[EXERCISE MATERIALS Boundary: Start]

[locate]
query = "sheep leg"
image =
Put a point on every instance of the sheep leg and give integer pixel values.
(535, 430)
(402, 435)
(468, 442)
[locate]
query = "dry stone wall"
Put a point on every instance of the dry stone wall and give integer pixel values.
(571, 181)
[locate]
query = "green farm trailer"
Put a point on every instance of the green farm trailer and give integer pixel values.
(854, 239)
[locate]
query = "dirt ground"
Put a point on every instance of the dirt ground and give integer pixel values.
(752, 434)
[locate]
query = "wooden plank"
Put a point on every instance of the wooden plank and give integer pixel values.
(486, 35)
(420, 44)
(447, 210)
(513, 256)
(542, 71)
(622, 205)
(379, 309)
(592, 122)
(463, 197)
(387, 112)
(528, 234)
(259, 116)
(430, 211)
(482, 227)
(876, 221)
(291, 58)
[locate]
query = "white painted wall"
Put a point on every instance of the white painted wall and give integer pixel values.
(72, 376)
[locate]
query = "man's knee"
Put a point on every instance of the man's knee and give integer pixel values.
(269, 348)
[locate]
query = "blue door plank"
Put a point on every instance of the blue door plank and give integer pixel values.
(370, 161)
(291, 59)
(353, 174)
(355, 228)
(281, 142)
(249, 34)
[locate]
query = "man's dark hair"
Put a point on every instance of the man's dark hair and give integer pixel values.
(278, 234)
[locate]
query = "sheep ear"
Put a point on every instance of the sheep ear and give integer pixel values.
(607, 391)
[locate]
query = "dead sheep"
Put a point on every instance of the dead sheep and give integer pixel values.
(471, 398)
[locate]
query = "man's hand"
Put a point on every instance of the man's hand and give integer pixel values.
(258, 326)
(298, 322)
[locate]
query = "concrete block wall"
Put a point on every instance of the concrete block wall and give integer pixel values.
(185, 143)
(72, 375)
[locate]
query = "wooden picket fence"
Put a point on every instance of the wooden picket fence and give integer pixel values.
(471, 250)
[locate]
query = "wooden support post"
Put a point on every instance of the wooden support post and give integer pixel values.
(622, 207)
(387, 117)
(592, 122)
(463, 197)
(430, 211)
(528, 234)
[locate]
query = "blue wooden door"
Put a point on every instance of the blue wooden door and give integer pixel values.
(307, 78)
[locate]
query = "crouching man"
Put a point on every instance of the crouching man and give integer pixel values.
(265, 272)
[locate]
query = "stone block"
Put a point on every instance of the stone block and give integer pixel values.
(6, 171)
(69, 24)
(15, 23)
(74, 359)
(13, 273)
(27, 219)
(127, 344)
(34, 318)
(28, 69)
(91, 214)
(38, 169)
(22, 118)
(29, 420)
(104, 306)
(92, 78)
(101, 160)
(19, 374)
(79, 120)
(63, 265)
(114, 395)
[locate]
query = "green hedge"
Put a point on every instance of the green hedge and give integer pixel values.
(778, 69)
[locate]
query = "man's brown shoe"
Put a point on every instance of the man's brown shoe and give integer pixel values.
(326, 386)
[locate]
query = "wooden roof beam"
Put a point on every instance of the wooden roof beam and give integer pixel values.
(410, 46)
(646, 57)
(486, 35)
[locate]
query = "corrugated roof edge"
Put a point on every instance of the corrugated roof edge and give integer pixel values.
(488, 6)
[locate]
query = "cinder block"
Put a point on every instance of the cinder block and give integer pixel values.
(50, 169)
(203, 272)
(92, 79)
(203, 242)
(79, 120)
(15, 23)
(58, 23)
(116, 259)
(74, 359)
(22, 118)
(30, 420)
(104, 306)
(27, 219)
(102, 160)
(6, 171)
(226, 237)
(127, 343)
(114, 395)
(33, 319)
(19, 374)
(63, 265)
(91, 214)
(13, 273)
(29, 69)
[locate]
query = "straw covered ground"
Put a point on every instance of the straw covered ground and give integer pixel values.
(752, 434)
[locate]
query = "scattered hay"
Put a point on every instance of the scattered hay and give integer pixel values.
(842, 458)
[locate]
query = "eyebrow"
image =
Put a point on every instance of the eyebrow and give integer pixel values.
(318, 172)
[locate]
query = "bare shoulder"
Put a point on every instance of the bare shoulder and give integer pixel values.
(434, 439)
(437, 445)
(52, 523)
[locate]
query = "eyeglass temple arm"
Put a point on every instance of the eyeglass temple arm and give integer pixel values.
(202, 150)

[EXERCISE MATERIALS Boundary: End]

**REQUIRED ACTION**.
Reply with every line of the material above, unaltered.

**RESPONSE**.
[locate]
query = "sheep leg"
image =
Put a point on every instance of the sheep leg and give integer pixel values.
(535, 430)
(402, 435)
(468, 442)
[locate]
query = "dry stone wall"
Put a point on every instance of the dry stone wall and give integer pixel values.
(571, 181)
[locate]
query = "green farm trailer"
Put a point on every instance of the green farm trailer and give integer pixel values.
(854, 239)
[locate]
query = "dirt ground"
Put a point on every instance of the dirt ground and give integer pixel values.
(752, 434)
[locate]
query = "wooden plank"
Put a point on every instance of the wooden plank and give integer pixel values.
(486, 35)
(420, 44)
(447, 210)
(513, 256)
(542, 71)
(622, 205)
(379, 309)
(592, 122)
(463, 197)
(387, 112)
(528, 234)
(259, 116)
(430, 211)
(482, 227)
(876, 221)
(291, 58)
[locate]
query = "white painted wall"
Put a point on every instance of the white painted wall and give integer pixel values.
(72, 376)
[locate]
query = "man's knee"
Put a point on every instance of the man's knee and give integer pixel values.
(269, 348)
[locate]
query = "blue door plank"
Put a point on every instance of the blue door plank and give integer pixel values.
(370, 161)
(291, 59)
(353, 174)
(355, 228)
(281, 142)
(249, 34)
[locate]
query = "man's dark hair"
Put a point on every instance of the man's dark hair and give integer pixel values.
(278, 234)
[locate]
query = "sheep ear"
Put a point on every instance of the sheep ear and give integer pixel values.
(607, 391)
[locate]
query = "dead sheep"
Put a point on every instance of the dead sheep and give integer pixel values.
(471, 398)
[locate]
query = "man's hand"
Put a point on every instance of the man's hand and give integer pixel values.
(258, 326)
(298, 322)
[locate]
query = "concrete block wall"
Put a point on every instance of the concrete block wall and give integer pixel values.
(185, 143)
(72, 375)
[locate]
query = "wooden picket fence"
Put a point on every instance of the wooden picket fence and give integer pixel values.
(471, 250)
[locate]
query = "wooden support post"
Put a point on every instance of the wooden support post and give integer pixel values.
(622, 207)
(387, 117)
(592, 122)
(463, 197)
(430, 211)
(528, 234)
[locate]
query = "blue wooden door"
Put a point on every instance of the blue wooden door and give integer pixel values.
(307, 78)
[locate]
query = "crouching man"
Put a point on every instance of the crouching man and give integer pixel values.
(265, 272)
[locate]
query = "stone block"
Put a point on every instance of the stone block and give integer pixel values.
(6, 171)
(69, 24)
(15, 23)
(74, 359)
(13, 273)
(27, 219)
(127, 344)
(34, 318)
(28, 69)
(91, 214)
(38, 169)
(22, 118)
(29, 420)
(104, 306)
(92, 78)
(101, 160)
(19, 374)
(79, 120)
(63, 265)
(114, 395)
[locate]
query = "green hedge"
Put a point on every instance of the green hedge and give integer pixel values.
(778, 69)
[locate]
query = "man's brown shoe"
Put a point on every instance of the man's brown shoe and give integer pixel values.
(326, 386)
[locate]
query = "wooden roof beam"
Put a point on every instance of the wooden roof beam and give integer pixel values.
(410, 46)
(646, 57)
(486, 35)
[locate]
query = "corrugated roof edge"
Put a point on every instance of the corrugated roof edge and give integer pixel values.
(488, 6)
[locate]
query = "cinder block"
Put a point on every instance of the cinder block and give integer pixel values.
(50, 169)
(203, 272)
(92, 79)
(203, 242)
(79, 120)
(15, 23)
(58, 23)
(116, 259)
(74, 359)
(22, 118)
(30, 420)
(104, 306)
(27, 219)
(102, 160)
(6, 171)
(226, 237)
(127, 343)
(114, 395)
(33, 319)
(19, 374)
(63, 265)
(91, 214)
(13, 273)
(29, 69)
[locate]
query = "straw covered ground"
Put a point on every instance of the straw covered ground and give integer pixel values.
(752, 434)
[locate]
query = "scattered hay"
Put a point on every instance of the scattered hay and give integer pixel values.
(842, 458)
[locate]
query = "eyebrow"
image =
Put a point on every instance of the eyebrow and give integer pixel values.
(318, 172)
[locate]
query = "bare shoulder"
Put a point on every instance of the bare shoulder and give integer pixel values.
(434, 439)
(437, 445)
(52, 523)
[locate]
query = "eyeglass temple arm"
Put a point on every instance of the eyeglass temple arm and give integer pixel values.
(202, 150)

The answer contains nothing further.